-- begin Document section --

Trimester  2023
Unit Code HI6032
Unit Title Leveraging IT for Business Advantage
Assessment Type Individual Assignment
Assessment Title Research Proposal
Purpose of the  assessment (with  ULO Mapping) Students will be expected to write a research proposal on a specific topic in  Information Technology. A student will be required to conduct research in regards to  their assigned topic and present his/her idea or question and expected outcomes with  clarity and definition.  

  1. Critically evaluate how technology can enable an organisation’s core business  processes and support the strategic goals.  
  2. Analyse and comprehend the issues that arise with the acquisition and adoption  of technology and recommend possible solutions.  
  3. Critically evaluate the ways in which information technology can contribute to  organisational innovation, efficiency and overall corporate performance.  4. Critically analyse and evaluate the key issues, challenges and opportunities  associated with the latest developments in Information Systems.
Weight 50% of the total assessments (3 components)
Total Marks 50
Word limit 2500 words
Due Date
  1. Outline of the paper (5%): Week 4 Friday 5pm 
  2. Draft version of the paper (15%): Week 8 Friday 5pm 
  3. Final version of the paper (30%): Week 12 Friday 5pm


  • All work must be submitted on Blackboard by the due date along with a completed Assignment Cover Page.  
  • The assignment must be in MS Word format, 1.5 line spacing, 12-pt Times New  Roman font and 2 cm margins on all four sides of your page with appropriate  section headings.  

      • Reference sources must be cited in the text of the report, and listed appropriately  at the end in a reference list using Harvard style.

Assignment 1 Research Proposal


This assessment item relates to the unit learning outcomes as in the unit descriptor. This assessment is  designed to improve student learning skills and to give students experience in researching the literature on a  topic relevant to the Unit of Study subject matter, critically analysing current academic papers then presenting  idea or question and expected outcomes with clarity and definition in a referenced written report.  


For this component you will write a research proposal on a particular topic. The topic you select must be  directly relevant to IT in Business. Your topic must include a specific information technology and a specific  business application, e.g., AI For fraud detection.  

All students must have a different topic. Students can choose to write about the same technology, but the  approach and the thrust of each paper must be different. For instance, you could look at cloud computing  from a security viewpoint, or from an environment impact viewpoint, or from the perspective of a manager  trying to reduce their hardware costs. There will be many perspectives to look at each technology and its  relation to Business IT.  

To ensure this uniqueness, each student must email their topic and title to their tutor within the first two  weeks. Your tutor will respond with an approval or with a message that you will either need to choose a  different technology or to change the thrust of your paper. Once it has been approved you should begin by  working towards the first deliverable.

-- end Document section --

> **Task description**
Rewrite the passage of the assessment brief that begins at the words "1. Critically evaluate" and stops after "in Information Systems.", with "long-term objectives" in place of "strategic goals".

-- begin Dataset extract --

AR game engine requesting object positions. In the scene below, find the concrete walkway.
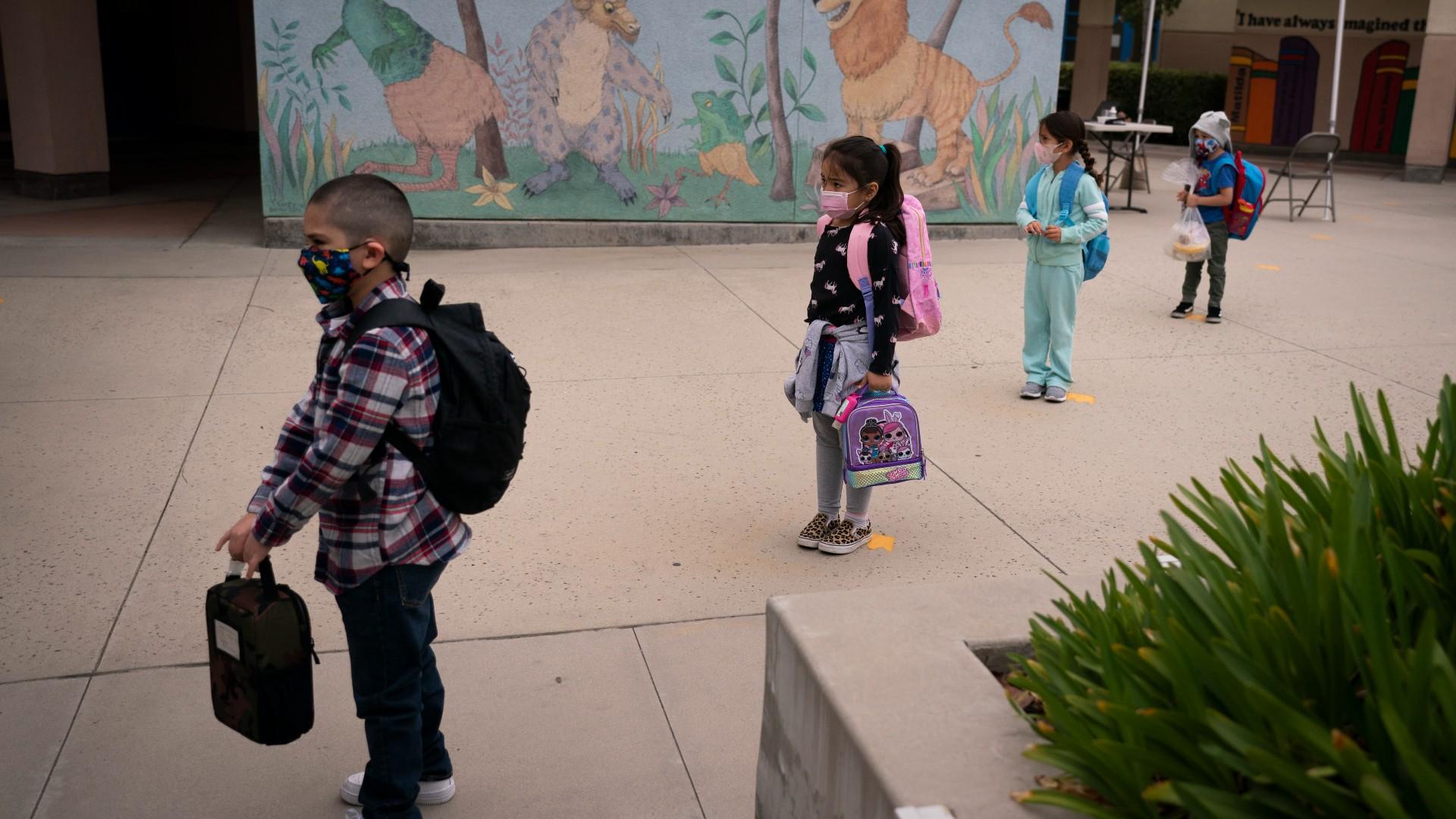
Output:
[0,148,1456,819]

-- end Dataset extract --

> **The solution**
1. Critically evaluate how technology can enable an organisation’s core business  processes and support the long-term objectives.  
  2. Analyse and comprehend the issues that arise with the acquisition and adoption  of technology and recommend possible solutions.  
  3. Critically evaluate the ways in which information technology can contribute to  organisational innovation, efficiency and overall corporate performance.  4. Critically analyse and evaluate the key issues, challenges and opportunities  associated with the latest developments in Information Systems.